### SET PROBLEM
Convert the records below into a Markdown table with two columns, Row and Line, giving each non-blank line its own numbered row and omitting blank lines. Leave the pictures out of the table.

>> Begin

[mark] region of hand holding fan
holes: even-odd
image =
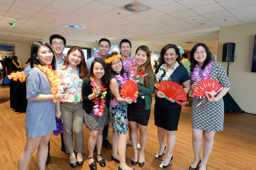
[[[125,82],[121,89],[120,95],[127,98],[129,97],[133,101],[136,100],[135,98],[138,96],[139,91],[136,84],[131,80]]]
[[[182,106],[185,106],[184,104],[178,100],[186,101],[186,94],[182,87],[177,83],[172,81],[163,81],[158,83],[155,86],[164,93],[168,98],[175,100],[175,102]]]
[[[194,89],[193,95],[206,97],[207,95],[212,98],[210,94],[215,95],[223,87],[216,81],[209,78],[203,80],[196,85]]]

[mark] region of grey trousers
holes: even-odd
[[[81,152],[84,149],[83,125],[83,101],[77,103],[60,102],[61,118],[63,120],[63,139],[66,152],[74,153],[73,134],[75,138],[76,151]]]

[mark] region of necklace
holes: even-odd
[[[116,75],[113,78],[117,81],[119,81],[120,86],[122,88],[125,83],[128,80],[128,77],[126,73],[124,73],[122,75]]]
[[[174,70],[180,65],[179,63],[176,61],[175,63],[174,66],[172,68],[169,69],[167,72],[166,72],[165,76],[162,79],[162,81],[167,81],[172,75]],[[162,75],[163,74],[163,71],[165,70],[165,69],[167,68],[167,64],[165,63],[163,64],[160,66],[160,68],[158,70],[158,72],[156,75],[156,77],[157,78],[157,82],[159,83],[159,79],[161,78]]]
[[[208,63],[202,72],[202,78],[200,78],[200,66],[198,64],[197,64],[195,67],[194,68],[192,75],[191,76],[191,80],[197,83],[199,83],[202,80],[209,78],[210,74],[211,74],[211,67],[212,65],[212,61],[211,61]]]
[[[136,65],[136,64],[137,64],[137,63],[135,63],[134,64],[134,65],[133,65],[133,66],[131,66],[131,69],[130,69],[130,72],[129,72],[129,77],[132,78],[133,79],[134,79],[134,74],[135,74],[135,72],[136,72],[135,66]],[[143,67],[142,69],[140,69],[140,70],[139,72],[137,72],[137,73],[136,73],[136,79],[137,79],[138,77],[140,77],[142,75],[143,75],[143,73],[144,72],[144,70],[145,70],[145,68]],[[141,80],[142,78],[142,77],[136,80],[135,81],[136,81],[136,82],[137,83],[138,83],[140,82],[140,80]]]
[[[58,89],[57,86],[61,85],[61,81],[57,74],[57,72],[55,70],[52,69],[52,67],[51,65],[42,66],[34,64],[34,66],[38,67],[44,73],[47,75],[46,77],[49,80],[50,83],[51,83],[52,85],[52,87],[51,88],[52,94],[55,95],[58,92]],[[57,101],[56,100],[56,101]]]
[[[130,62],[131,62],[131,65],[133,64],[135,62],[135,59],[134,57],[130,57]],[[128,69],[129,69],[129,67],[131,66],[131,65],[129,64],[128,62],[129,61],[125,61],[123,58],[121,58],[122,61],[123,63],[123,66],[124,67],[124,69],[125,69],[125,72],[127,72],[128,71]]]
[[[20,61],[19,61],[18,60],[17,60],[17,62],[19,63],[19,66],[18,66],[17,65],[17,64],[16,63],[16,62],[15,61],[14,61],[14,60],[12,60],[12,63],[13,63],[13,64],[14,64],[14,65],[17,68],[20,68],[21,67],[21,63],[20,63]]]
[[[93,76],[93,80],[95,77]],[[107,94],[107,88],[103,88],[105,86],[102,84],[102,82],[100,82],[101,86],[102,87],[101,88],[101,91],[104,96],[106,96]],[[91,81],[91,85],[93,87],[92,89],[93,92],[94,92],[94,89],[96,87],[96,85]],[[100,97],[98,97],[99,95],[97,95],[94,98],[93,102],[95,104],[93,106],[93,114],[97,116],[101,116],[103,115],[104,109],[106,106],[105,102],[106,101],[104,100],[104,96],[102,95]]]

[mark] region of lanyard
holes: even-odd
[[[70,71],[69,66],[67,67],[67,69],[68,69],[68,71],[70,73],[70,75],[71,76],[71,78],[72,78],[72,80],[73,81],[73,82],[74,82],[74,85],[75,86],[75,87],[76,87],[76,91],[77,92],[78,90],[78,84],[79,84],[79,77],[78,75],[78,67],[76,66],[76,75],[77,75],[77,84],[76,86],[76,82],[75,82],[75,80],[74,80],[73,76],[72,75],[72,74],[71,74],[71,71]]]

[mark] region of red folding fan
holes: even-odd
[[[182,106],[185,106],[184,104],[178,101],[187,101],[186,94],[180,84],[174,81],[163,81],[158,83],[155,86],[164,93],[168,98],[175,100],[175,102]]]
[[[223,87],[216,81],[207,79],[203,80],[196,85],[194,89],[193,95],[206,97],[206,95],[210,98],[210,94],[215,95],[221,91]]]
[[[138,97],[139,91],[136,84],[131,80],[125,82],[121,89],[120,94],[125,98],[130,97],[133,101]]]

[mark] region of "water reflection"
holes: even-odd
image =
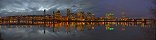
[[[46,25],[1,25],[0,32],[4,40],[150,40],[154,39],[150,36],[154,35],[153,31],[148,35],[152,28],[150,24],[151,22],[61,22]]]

>> End

### WRITTEN SOLUTION
| Row | Line |
|---|---|
| 1 | [mark] region of hand holding fan |
| 2 | holes: even-odd |
| 3 | image = |
| 4 | [[[125,82],[121,89],[120,95],[127,98],[129,97],[133,101],[136,100],[135,98],[138,96],[139,91],[136,84],[131,80]]] |
| 5 | [[[182,106],[185,106],[184,104],[178,100],[186,101],[186,94],[182,87],[177,83],[172,81],[163,81],[158,83],[155,86],[164,93],[168,98],[175,100],[175,102]]] |
| 6 | [[[194,89],[193,95],[206,97],[207,95],[212,98],[210,94],[215,95],[223,87],[216,81],[209,78],[203,80],[196,85]]] |
| 7 | [mark] region of grey trousers |
| 8 | holes: even-odd |
| 9 | [[[81,152],[84,149],[83,125],[83,101],[77,103],[60,102],[61,118],[63,120],[63,139],[66,152],[74,153],[73,134],[75,138],[76,151]]] |
| 10 | [mark] region of necklace |
| 11 | holes: even-odd |
| 12 | [[[116,75],[113,78],[117,81],[119,81],[120,86],[122,88],[125,83],[128,80],[128,77],[126,73],[124,73],[122,75]]] |
| 13 | [[[174,70],[180,65],[179,63],[176,61],[175,63],[174,66],[172,68],[169,69],[167,72],[166,72],[165,76],[162,79],[162,81],[167,81],[172,75]],[[162,75],[163,74],[163,71],[165,70],[165,69],[167,68],[167,64],[165,63],[163,64],[160,66],[160,68],[158,70],[158,72],[156,75],[156,77],[157,78],[157,82],[159,83],[159,79],[161,78]]] |
| 14 | [[[208,63],[202,72],[202,78],[200,78],[200,66],[198,64],[197,64],[195,67],[194,68],[192,75],[191,76],[191,80],[197,83],[199,83],[202,80],[209,78],[210,74],[211,74],[211,67],[212,65],[212,61],[211,61]]] |
| 15 | [[[136,65],[136,64],[137,64],[137,63],[135,63],[134,64],[134,65],[133,65],[133,66],[131,66],[131,69],[130,69],[130,72],[129,72],[129,77],[132,78],[133,79],[134,79],[134,74],[135,74],[135,72],[136,72],[135,66]],[[143,67],[142,69],[140,69],[140,70],[139,72],[137,72],[137,73],[136,73],[136,79],[137,79],[138,77],[140,77],[142,75],[143,75],[143,73],[144,72],[144,70],[145,70],[145,68]],[[141,80],[142,78],[142,77],[136,80],[135,81],[136,81],[136,82],[137,83],[138,83],[140,82],[140,80]]] |
| 16 | [[[58,89],[57,86],[61,85],[61,81],[57,74],[57,72],[55,70],[52,69],[52,67],[51,65],[42,66],[34,64],[34,66],[38,67],[44,73],[47,75],[46,77],[49,80],[50,83],[51,83],[52,85],[52,87],[51,88],[52,94],[55,95],[58,92]],[[57,101],[56,100],[56,101]]] |
| 17 | [[[130,62],[131,62],[131,65],[133,64],[135,62],[135,59],[134,57],[130,57]],[[128,69],[129,69],[129,67],[131,66],[131,65],[129,64],[128,62],[129,61],[125,61],[123,58],[121,58],[122,61],[123,63],[123,66],[124,67],[124,69],[125,69],[125,72],[127,72],[128,71]]] |
| 18 | [[[20,61],[19,61],[18,60],[17,60],[17,62],[19,63],[19,66],[18,66],[17,65],[17,64],[16,63],[16,62],[15,61],[14,61],[14,60],[12,60],[12,63],[13,63],[13,64],[14,64],[14,65],[17,68],[20,68],[21,67],[21,63],[20,63]]] |
| 19 | [[[93,76],[93,80],[95,77]],[[107,94],[107,88],[103,88],[105,86],[102,84],[102,82],[100,82],[101,86],[102,87],[101,88],[101,91],[104,96],[106,96]],[[91,81],[91,85],[93,87],[92,89],[93,92],[94,92],[94,89],[96,87],[96,85]],[[100,97],[98,97],[99,95],[97,95],[94,98],[93,102],[95,104],[93,106],[93,114],[97,116],[101,116],[103,115],[104,109],[106,106],[105,102],[106,101],[104,100],[104,96],[102,95]]] |
| 20 | [mark] region of lanyard |
| 21 | holes: even-odd |
| 22 | [[[70,71],[69,66],[67,67],[67,69],[68,69],[68,71],[70,73],[70,75],[71,76],[71,78],[72,78],[72,80],[73,81],[73,82],[74,82],[74,85],[75,86],[75,87],[76,87],[76,91],[77,92],[78,90],[78,84],[79,84],[79,77],[78,75],[78,67],[76,66],[76,75],[77,75],[77,84],[76,86],[76,82],[75,82],[75,80],[74,80],[73,76],[72,75],[72,74],[71,74],[71,71]]] |
| 23 | [mark] region of red folding fan |
| 24 | holes: even-odd |
| 25 | [[[182,106],[185,106],[184,104],[178,101],[187,101],[186,94],[180,84],[174,81],[163,81],[158,83],[155,86],[164,93],[168,98],[175,100],[175,102]]] |
| 26 | [[[223,87],[216,81],[207,79],[203,80],[196,85],[194,89],[193,95],[206,97],[206,95],[210,98],[210,94],[215,95],[221,91]]] |
| 27 | [[[138,97],[139,91],[136,84],[131,80],[125,82],[121,89],[120,94],[125,98],[130,97],[133,101]]] |
| 28 | [mark] region of "water reflection" |
| 29 | holes: even-odd |
| 30 | image = |
| 31 | [[[46,25],[1,25],[0,32],[4,40],[150,40],[154,39],[150,36],[154,35],[153,31],[148,35],[152,28],[150,24],[151,22],[61,22]]] |